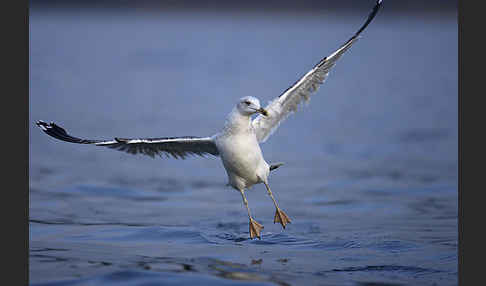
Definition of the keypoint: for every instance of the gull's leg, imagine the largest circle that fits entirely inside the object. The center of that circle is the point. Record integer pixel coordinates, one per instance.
(255, 227)
(280, 216)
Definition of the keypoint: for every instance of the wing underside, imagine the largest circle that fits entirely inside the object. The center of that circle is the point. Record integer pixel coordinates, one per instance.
(177, 147)
(287, 103)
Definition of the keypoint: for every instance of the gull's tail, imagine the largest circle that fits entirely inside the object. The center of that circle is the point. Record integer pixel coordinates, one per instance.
(275, 166)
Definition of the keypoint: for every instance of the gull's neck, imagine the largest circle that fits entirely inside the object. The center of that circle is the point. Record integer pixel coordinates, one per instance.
(237, 123)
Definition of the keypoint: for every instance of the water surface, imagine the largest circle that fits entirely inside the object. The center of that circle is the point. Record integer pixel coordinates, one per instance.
(370, 174)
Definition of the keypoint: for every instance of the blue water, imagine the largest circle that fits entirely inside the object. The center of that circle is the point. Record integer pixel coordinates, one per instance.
(370, 174)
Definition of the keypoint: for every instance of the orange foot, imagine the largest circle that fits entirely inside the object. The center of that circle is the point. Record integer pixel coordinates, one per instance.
(255, 229)
(281, 217)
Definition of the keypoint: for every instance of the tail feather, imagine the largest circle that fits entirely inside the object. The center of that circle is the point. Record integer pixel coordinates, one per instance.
(275, 166)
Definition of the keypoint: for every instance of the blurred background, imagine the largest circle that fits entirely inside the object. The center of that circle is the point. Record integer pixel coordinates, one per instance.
(370, 174)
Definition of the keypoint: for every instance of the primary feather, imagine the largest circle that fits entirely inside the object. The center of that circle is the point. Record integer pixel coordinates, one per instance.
(284, 105)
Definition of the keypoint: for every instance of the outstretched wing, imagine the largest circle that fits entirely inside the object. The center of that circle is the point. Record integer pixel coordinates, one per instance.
(177, 147)
(284, 105)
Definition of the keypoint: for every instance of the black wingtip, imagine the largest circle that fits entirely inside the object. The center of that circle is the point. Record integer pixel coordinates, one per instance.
(371, 16)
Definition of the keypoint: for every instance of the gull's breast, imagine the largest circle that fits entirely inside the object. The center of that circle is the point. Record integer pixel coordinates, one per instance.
(242, 159)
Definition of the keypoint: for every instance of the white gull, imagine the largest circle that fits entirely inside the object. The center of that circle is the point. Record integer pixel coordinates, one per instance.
(238, 142)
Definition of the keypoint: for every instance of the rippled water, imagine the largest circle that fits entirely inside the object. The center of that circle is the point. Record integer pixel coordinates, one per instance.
(370, 174)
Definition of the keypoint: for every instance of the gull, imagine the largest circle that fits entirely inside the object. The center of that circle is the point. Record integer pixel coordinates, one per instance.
(238, 142)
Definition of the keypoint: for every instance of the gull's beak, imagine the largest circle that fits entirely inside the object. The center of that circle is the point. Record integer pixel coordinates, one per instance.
(263, 111)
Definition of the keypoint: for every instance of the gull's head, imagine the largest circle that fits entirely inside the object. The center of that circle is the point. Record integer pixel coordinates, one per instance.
(249, 105)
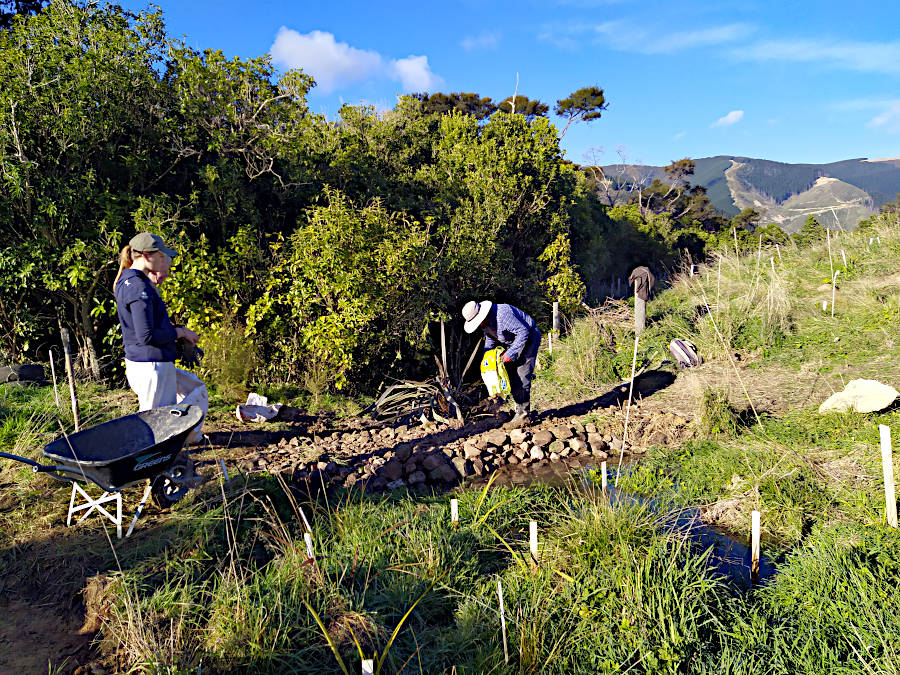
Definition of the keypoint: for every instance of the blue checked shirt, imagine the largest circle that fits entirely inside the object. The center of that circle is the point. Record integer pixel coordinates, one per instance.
(509, 326)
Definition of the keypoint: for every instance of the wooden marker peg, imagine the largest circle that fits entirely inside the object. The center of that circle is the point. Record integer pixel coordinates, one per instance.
(754, 547)
(887, 467)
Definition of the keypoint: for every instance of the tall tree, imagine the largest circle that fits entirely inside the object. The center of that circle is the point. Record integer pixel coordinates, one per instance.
(522, 105)
(585, 104)
(469, 103)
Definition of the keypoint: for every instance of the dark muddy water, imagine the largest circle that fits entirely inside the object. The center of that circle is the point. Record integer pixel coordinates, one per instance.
(729, 554)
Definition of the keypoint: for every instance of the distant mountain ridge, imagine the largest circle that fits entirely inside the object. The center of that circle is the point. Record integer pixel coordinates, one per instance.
(839, 194)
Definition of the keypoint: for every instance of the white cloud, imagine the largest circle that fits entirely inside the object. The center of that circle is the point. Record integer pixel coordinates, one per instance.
(888, 119)
(333, 64)
(336, 65)
(484, 40)
(733, 117)
(628, 37)
(880, 57)
(414, 73)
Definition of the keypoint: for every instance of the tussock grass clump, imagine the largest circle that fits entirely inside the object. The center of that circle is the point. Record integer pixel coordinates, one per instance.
(230, 360)
(717, 415)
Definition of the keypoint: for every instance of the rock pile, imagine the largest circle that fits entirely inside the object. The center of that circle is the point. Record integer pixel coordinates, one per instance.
(440, 456)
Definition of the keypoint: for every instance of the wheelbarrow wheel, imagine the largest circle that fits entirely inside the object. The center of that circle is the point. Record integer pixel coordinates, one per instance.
(172, 485)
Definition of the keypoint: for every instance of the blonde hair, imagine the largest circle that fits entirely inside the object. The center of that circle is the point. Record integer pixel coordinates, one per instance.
(126, 258)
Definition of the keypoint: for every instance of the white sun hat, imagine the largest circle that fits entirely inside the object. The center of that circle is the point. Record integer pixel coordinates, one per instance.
(475, 313)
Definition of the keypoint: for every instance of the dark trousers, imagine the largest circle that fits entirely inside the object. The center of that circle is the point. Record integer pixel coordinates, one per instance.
(521, 371)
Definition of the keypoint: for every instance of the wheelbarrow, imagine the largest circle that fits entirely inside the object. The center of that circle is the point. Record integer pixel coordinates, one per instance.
(122, 452)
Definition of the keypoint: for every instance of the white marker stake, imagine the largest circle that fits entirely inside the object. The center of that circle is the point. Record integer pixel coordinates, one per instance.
(833, 289)
(53, 373)
(754, 547)
(305, 521)
(502, 620)
(887, 466)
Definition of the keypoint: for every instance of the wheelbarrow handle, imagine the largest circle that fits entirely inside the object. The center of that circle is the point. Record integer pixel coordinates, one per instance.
(24, 460)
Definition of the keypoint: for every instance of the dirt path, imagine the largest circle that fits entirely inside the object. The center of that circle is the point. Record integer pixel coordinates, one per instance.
(36, 638)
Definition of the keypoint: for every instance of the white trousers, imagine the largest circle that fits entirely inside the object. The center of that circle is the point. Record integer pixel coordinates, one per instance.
(159, 383)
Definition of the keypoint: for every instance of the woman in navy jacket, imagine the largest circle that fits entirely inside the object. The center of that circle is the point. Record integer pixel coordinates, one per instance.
(147, 331)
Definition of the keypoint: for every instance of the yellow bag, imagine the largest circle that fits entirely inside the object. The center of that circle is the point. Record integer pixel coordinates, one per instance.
(493, 372)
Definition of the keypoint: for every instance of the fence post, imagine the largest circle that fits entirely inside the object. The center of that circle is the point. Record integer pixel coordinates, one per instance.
(70, 373)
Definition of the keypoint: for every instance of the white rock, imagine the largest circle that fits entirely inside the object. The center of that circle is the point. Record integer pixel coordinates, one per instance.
(861, 396)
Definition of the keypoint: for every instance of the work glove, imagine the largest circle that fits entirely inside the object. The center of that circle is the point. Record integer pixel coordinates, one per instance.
(188, 353)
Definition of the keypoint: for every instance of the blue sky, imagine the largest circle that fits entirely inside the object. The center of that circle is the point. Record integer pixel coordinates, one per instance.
(789, 81)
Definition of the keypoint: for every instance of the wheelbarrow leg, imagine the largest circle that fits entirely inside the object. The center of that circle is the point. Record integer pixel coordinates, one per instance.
(137, 514)
(96, 504)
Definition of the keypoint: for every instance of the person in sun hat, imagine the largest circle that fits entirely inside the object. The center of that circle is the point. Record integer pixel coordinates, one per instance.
(518, 332)
(148, 333)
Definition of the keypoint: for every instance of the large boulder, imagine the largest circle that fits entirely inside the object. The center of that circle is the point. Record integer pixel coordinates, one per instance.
(862, 396)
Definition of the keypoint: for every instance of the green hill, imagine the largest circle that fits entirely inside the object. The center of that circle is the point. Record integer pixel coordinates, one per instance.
(734, 182)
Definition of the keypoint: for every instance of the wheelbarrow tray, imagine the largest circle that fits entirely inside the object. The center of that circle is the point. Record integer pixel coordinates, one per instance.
(125, 450)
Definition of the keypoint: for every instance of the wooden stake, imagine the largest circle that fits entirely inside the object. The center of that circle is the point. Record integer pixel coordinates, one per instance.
(53, 375)
(444, 351)
(887, 467)
(718, 284)
(754, 547)
(628, 409)
(830, 259)
(833, 289)
(70, 373)
(502, 621)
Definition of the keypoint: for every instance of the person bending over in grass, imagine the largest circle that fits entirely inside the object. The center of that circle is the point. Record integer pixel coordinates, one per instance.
(513, 328)
(148, 333)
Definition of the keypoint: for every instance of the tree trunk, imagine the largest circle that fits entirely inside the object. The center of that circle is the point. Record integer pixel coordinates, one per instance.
(89, 335)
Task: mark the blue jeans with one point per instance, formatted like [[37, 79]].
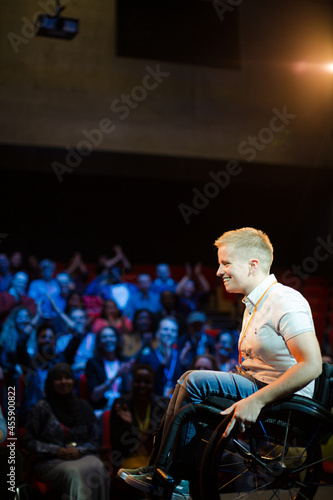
==*==
Your goal: Find every line in the records above that contains the string "person" and copy each of those lines in full. Case counts.

Complete response:
Definition of the keypoint: for every instance of the person in sun hat, imagine the largest circle that fits entirely inside the object. The center of that circle is the point. Record integer pixel coordinates, one per instance.
Definition of the keypoint: for every instance of the person bending over in grass, imagine the largest circle that fits entirely inside the object. The center of that circle is the point. Record integer pixel coordinates, one per instance.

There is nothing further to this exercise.